Source records:

★ ★ ★

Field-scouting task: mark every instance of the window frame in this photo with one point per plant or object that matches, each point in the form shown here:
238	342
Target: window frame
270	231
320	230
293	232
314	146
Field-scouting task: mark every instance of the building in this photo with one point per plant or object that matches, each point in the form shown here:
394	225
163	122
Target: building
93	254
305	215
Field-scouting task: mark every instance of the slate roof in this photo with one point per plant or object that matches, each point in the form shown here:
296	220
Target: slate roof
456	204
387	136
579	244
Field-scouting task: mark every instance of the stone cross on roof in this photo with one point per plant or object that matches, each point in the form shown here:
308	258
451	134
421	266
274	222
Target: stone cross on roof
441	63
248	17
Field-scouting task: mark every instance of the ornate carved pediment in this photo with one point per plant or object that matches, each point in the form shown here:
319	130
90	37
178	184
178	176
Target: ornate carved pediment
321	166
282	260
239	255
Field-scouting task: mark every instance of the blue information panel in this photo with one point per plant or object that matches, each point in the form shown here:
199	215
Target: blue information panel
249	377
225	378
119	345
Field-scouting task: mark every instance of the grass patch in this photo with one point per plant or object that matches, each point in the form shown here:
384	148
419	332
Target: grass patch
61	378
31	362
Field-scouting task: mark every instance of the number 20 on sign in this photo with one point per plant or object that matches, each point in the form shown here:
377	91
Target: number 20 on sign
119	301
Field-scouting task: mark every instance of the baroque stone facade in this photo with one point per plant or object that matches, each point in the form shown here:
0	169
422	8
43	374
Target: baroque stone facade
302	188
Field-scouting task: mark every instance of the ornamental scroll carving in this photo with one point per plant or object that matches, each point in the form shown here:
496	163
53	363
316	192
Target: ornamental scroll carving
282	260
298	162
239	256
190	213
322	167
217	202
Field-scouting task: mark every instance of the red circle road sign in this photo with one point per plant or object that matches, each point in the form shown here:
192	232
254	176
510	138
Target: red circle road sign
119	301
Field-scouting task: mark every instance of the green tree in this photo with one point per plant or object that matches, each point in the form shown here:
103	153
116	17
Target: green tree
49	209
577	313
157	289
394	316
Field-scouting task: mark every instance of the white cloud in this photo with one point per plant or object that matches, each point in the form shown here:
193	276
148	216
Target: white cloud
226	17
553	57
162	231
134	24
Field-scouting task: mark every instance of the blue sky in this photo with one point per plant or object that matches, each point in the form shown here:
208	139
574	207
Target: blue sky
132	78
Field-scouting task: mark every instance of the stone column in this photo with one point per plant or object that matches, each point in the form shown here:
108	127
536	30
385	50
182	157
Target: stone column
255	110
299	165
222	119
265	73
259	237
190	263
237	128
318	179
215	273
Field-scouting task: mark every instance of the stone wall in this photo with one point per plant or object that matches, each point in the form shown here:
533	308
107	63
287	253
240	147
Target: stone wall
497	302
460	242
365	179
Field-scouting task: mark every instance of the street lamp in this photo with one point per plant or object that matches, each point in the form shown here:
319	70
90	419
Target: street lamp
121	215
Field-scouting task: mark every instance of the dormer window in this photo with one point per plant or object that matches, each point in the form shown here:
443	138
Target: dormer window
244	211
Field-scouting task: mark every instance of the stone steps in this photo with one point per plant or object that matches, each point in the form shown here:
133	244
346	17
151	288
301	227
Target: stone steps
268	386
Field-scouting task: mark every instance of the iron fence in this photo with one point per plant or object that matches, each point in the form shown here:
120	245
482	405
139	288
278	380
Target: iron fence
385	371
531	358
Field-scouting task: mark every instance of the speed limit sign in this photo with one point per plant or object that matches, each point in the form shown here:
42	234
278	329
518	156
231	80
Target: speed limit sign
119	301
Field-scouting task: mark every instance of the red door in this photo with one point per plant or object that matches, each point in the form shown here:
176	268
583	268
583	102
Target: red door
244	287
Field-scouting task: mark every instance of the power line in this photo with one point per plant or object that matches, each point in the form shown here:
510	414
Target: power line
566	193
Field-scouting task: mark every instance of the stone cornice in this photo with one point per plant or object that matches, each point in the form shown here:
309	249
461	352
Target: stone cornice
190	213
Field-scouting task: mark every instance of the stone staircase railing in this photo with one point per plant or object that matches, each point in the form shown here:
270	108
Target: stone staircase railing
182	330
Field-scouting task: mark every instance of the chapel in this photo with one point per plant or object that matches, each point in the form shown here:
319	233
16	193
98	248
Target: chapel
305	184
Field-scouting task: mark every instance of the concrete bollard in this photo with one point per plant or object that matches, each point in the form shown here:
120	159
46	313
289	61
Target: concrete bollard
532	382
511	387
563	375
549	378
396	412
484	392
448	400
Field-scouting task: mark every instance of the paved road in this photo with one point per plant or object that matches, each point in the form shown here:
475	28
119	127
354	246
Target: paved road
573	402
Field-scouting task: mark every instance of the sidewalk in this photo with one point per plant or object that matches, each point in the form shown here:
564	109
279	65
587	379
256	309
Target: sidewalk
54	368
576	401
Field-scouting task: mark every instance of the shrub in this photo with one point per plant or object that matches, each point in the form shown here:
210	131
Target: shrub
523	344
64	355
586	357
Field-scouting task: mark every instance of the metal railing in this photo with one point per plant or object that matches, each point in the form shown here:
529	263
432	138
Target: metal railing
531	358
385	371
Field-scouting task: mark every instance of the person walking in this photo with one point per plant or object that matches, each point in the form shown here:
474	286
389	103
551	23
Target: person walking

★ ★ ★

WHAT IS EXPECTED: Reproduce every record above exactly as it is written.

RESPONSE BELOW:
Field-scouting task: mark every instance of the window frame in this photo with one point per plant or object that matches, each point in the form shown here:
238	342
Target: window frame
270	231
320	230
293	232
314	146
Field-scouting task: mark every instance of the building in this photo with one point per plant or object that matches, each point in the form shown here:
394	225
163	122
Target: building
93	254
305	215
Field-scouting task: mark every instance of the slate roof in this photo with one point per plant or object that matches, each point in the form shown here:
296	220
Target: slate roof
456	204
387	136
579	244
Field-scouting task: mark every instance of the stone cross on roof in this photo with one point per plant or object that matches, each point in the form shown here:
308	258
451	134
421	266
274	222
Target: stone cross on roof
441	63
248	17
Field-scouting task: mark every instance of the ornate carved pediment in this photo with one point per plant or object that matches, each point in the form shown here:
319	130
90	37
178	184
178	176
Target: ornate carved pediment
321	166
282	260
239	255
Field-scouting task: mark every instance of the blue information panel in this photo with one point per plant or object that matches, each point in the form shown here:
199	215
Target: blue information panel
249	377
225	378
119	345
Field-scouting task: mark every instance of the grass patch in this photo with one point per plant or object that matches, each point in the form shown here:
384	148
419	332
Target: grass patch
61	378
31	362
Field-scouting task: mark every instance of the number 20 on sign in this photo with one point per plant or object that matches, each point in the form shown here:
377	91
Target: number 20 on sign
119	301
Field-scouting task: mark every instance of the baroque stone facade in this photo with one point per plant or object that matches, each point in the form shown here:
0	169
422	8
43	374
Target: baroque stone facade
302	188
Field-scouting task: mark every instance of the ornamental scroll carving in this photo with one point per plant or object that matches, each point in the form shown here:
496	163
53	363
316	192
Target: ornamental scroll carving
282	260
298	162
239	256
190	213
322	167
217	202
Field-scouting task: mark every instance of the red circle road sign in this photo with one point per plant or object that matches, each point in the form shown here:
192	232
254	176
510	138
Target: red circle road sign
119	301
Field-scouting task: mark every instance of the green tree in this photo with one point per plant or object that matches, each point in the form shown here:
103	153
116	17
Target: green tree
49	209
577	313
157	289
394	316
Field-scouting task: mark every instance of the white cloud in this photo with one point per plant or object that matches, each point in the form shown here:
193	276
148	216
Target: white cloud
226	17
553	57
162	231
134	24
Field-scouting task: mark every instance of the blue sky in this photo with one point per plant or object that matches, each point in the form shown here:
208	139
574	207
Target: blue sky
132	78
Field-scouting task: mark every instance of the stone column in this photo with one point per plant or object that matches, each point in the form shown here:
108	127
536	30
385	50
182	157
Target: stone column
255	110
299	165
222	119
265	73
259	237
190	263
237	128
318	179
215	273
Field-scouting task: mark every instance of the stone wall in this photo with one point per plant or object that matches, each point in the form shown here:
533	308
107	63
287	253
240	147
Target: stone wall
497	302
460	242
365	179
Field-scouting task: mark every instance of the street lamp in this photo with one point per plant or object that matches, each point in the form shown here:
319	70
90	419
Target: street lamp
121	215
Field-scouting task: mark every instance of the dormer window in this photo with one point per plant or object that matches, each point in the form shown here:
443	138
Target: dormer window
244	211
Field-scouting task: mark every instance of the stone steps in this photo with one point per plant or object that matches, each point in the form shown here:
133	244
346	17
151	288
301	227
Target: stone steps
268	386
Field-scouting task: mark every instance of the iron fence in this photo with one point per plant or object that matches, each point in the form shown here:
120	245
482	405
139	288
278	380
Target: iron fence
385	371
531	358
Field-scouting task: mark every instance of the speed limit sign in this photo with one point per plant or object that matches, each point in the form shown here:
42	234
278	329
518	156
231	80
Target: speed limit sign
119	301
Field-scouting task: mark every instance of the red door in this photo with one point per plant or object that matches, each point in the form shown here:
176	268
583	268
583	102
Target: red door
244	287
Field-scouting task: mark every instance of the power line in this photo with one point per plant or object that matches, each point in the form shown here:
510	414
Target: power line
566	193
Field-scouting task: mark every instance of the stone cornice in this photo with one point per plant or object that matches, each point in the form shown here:
309	249
461	352
Target: stone cornice
190	213
Field-scouting task: mark every instance of the stone staircase railing in this photo with one point per plant or object that matches, each point in the form shown here:
270	108
Target: stone staircase railing
182	330
Field-scouting task: mark every instance of the chapel in this photo with one point per plant or object that matches, each point in the form shown here:
319	233
16	193
98	248
Target: chapel
305	184
Field-scouting task: mark every instance of the concrete bollard in this photo with one point per plant or object that matches, each point in the form shown here:
120	159
46	313
289	61
Target: concrete bollard
532	382
511	387
563	375
549	378
396	412
484	392
448	400
Field-scouting task: mark every instance of the paved road in this photo with one point per plant or object that matches, each point in the form shown here:
475	28
119	127
354	246
Target: paved road
573	402
Field-scouting task: mark every instance of the sidewalk in this photo with one point per plant or object that matches, each point in the form shown here:
564	109
279	65
587	379
256	309
Target: sidewalk
54	368
576	401
Field-scouting task: mark every instance of the shrub in this photo with one point per plant or object that matches, each point in the form shown here:
210	131
Target: shrub
523	344
64	355
586	357
Field-scouting task: mark every instance of the metal railing in this photo with one point per plant or object that matches, each point in the form shown here:
529	263
432	138
Target: metal railing
531	358
385	371
Field-scouting task: mark every instance of the person walking in this photo with one point per plant or object that matches, each point in the form shown here:
474	286
389	103
551	23
Target: person walking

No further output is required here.